┌─ Records for this task

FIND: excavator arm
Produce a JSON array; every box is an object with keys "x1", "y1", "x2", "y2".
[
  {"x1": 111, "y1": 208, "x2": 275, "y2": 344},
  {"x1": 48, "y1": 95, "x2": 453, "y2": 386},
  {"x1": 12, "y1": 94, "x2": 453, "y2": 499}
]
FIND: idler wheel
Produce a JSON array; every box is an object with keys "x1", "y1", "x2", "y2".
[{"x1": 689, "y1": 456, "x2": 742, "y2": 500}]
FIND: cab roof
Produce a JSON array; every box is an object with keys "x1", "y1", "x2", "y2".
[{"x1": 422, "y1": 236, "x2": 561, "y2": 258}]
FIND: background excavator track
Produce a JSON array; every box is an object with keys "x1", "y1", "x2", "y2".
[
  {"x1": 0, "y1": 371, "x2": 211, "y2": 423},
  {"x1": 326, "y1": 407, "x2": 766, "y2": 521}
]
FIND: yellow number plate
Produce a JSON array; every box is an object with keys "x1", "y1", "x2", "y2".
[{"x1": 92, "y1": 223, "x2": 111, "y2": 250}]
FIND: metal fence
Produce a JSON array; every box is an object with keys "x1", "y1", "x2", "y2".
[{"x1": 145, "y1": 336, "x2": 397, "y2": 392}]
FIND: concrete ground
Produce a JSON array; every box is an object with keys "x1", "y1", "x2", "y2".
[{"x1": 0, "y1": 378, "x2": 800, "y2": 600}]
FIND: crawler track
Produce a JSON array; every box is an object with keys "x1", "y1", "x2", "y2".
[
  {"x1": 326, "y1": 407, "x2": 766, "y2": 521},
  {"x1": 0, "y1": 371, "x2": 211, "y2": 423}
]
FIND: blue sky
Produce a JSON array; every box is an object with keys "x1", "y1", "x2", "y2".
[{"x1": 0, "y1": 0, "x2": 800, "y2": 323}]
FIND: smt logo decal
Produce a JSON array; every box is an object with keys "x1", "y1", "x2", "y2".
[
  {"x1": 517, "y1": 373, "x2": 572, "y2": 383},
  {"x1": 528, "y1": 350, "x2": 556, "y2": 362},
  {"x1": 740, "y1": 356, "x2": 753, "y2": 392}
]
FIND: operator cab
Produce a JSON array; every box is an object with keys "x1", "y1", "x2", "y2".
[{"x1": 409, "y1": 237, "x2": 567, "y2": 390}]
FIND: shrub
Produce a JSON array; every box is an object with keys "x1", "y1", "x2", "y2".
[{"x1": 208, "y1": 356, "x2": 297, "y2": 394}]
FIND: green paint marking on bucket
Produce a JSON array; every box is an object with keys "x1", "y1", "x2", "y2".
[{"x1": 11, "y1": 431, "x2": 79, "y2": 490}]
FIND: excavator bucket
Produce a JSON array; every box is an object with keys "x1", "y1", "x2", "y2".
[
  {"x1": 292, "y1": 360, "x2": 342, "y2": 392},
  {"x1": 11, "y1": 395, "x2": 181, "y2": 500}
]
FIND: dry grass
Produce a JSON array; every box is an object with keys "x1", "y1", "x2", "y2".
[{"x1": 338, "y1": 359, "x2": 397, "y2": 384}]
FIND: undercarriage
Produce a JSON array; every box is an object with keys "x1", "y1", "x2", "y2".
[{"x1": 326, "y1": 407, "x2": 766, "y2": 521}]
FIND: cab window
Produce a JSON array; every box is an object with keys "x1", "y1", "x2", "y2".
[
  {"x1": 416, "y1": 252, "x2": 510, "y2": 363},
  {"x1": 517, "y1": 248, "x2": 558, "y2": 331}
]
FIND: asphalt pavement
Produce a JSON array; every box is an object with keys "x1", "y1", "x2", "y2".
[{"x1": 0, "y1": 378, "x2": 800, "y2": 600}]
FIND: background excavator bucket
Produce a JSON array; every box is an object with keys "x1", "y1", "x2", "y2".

└─

Description of the task:
Rewrite every item above, changing each "excavator" to "digger" and leaving the rest as it is.

Output below:
FIND: digger arm
Produce a JSON array; every box is an object with keys "x1", "y1", "x2", "y2".
[
  {"x1": 111, "y1": 208, "x2": 275, "y2": 344},
  {"x1": 48, "y1": 95, "x2": 453, "y2": 386},
  {"x1": 12, "y1": 94, "x2": 453, "y2": 499}
]
FIND: idler wheel
Produce a JSON array; every box is an object with keys "x1", "y1", "x2", "y2".
[{"x1": 689, "y1": 456, "x2": 742, "y2": 500}]
FIND: cab roof
Produce a JSON array; every box is an object with keys "x1", "y1", "x2", "y2".
[{"x1": 422, "y1": 236, "x2": 561, "y2": 258}]
FIND: background digger track
Produce a JSON array; every box is an object with keys "x1", "y1", "x2", "y2".
[
  {"x1": 0, "y1": 371, "x2": 211, "y2": 423},
  {"x1": 326, "y1": 407, "x2": 766, "y2": 521}
]
FIND: yellow number plate
Produce a JSON array; every box is an object with keys "x1", "y1", "x2", "y2".
[{"x1": 92, "y1": 223, "x2": 111, "y2": 250}]
FIND: metal fence
Produce a JSON array; every box is an object with keys "x1", "y1", "x2", "y2".
[{"x1": 145, "y1": 336, "x2": 397, "y2": 392}]
FIND: concrete ground
Produce a JSON array; every box is an object with keys "x1", "y1", "x2", "y2".
[{"x1": 0, "y1": 378, "x2": 800, "y2": 600}]
FIND: crawler track
Produce a JSON array; every box is an object with keys "x1", "y1", "x2", "y2".
[
  {"x1": 326, "y1": 407, "x2": 766, "y2": 521},
  {"x1": 0, "y1": 371, "x2": 211, "y2": 423}
]
FIND: blue sky
Produce a JSON array; every box is an object with keys "x1", "y1", "x2", "y2".
[{"x1": 0, "y1": 0, "x2": 800, "y2": 323}]
FIND: smt logo decal
Produce a JSON array; every box is an object with keys "x1", "y1", "x2", "y2".
[
  {"x1": 517, "y1": 373, "x2": 572, "y2": 383},
  {"x1": 528, "y1": 350, "x2": 556, "y2": 362},
  {"x1": 740, "y1": 356, "x2": 753, "y2": 392}
]
FIND: operator cab
Produce a JSON array; every box is an object with keys "x1", "y1", "x2", "y2".
[{"x1": 409, "y1": 237, "x2": 567, "y2": 390}]
FIND: shrub
Produce a JSON array; every box is an object with keys "x1", "y1", "x2", "y2".
[{"x1": 208, "y1": 356, "x2": 297, "y2": 394}]
FIND: green paint marking on bucket
Produce a JSON array; every box is an object with keys "x1", "y1", "x2", "y2".
[{"x1": 11, "y1": 431, "x2": 79, "y2": 490}]
FIND: digger bucket
Produce a JSON array; every box is an object with keys "x1", "y1", "x2", "y2".
[
  {"x1": 292, "y1": 360, "x2": 342, "y2": 392},
  {"x1": 11, "y1": 395, "x2": 181, "y2": 500}
]
FIND: dry grass
Produce a JSON array; every box is an object with keys "x1", "y1", "x2", "y2".
[{"x1": 338, "y1": 359, "x2": 397, "y2": 384}]
FIND: undercarriage
Produce a JSON array; every box is an object with keys "x1", "y1", "x2", "y2".
[{"x1": 326, "y1": 407, "x2": 766, "y2": 521}]
FIND: cab window
Produce a JSON array; every box is an object with keys "x1", "y1", "x2", "y2".
[
  {"x1": 416, "y1": 252, "x2": 510, "y2": 363},
  {"x1": 517, "y1": 248, "x2": 558, "y2": 331}
]
FIND: asphalt pavement
Produce a JSON array; every box is an object with keys "x1", "y1", "x2", "y2".
[{"x1": 0, "y1": 378, "x2": 800, "y2": 600}]
FIND: background digger bucket
Produce a JSON array; every box is an object with keys "x1", "y1", "x2", "y2".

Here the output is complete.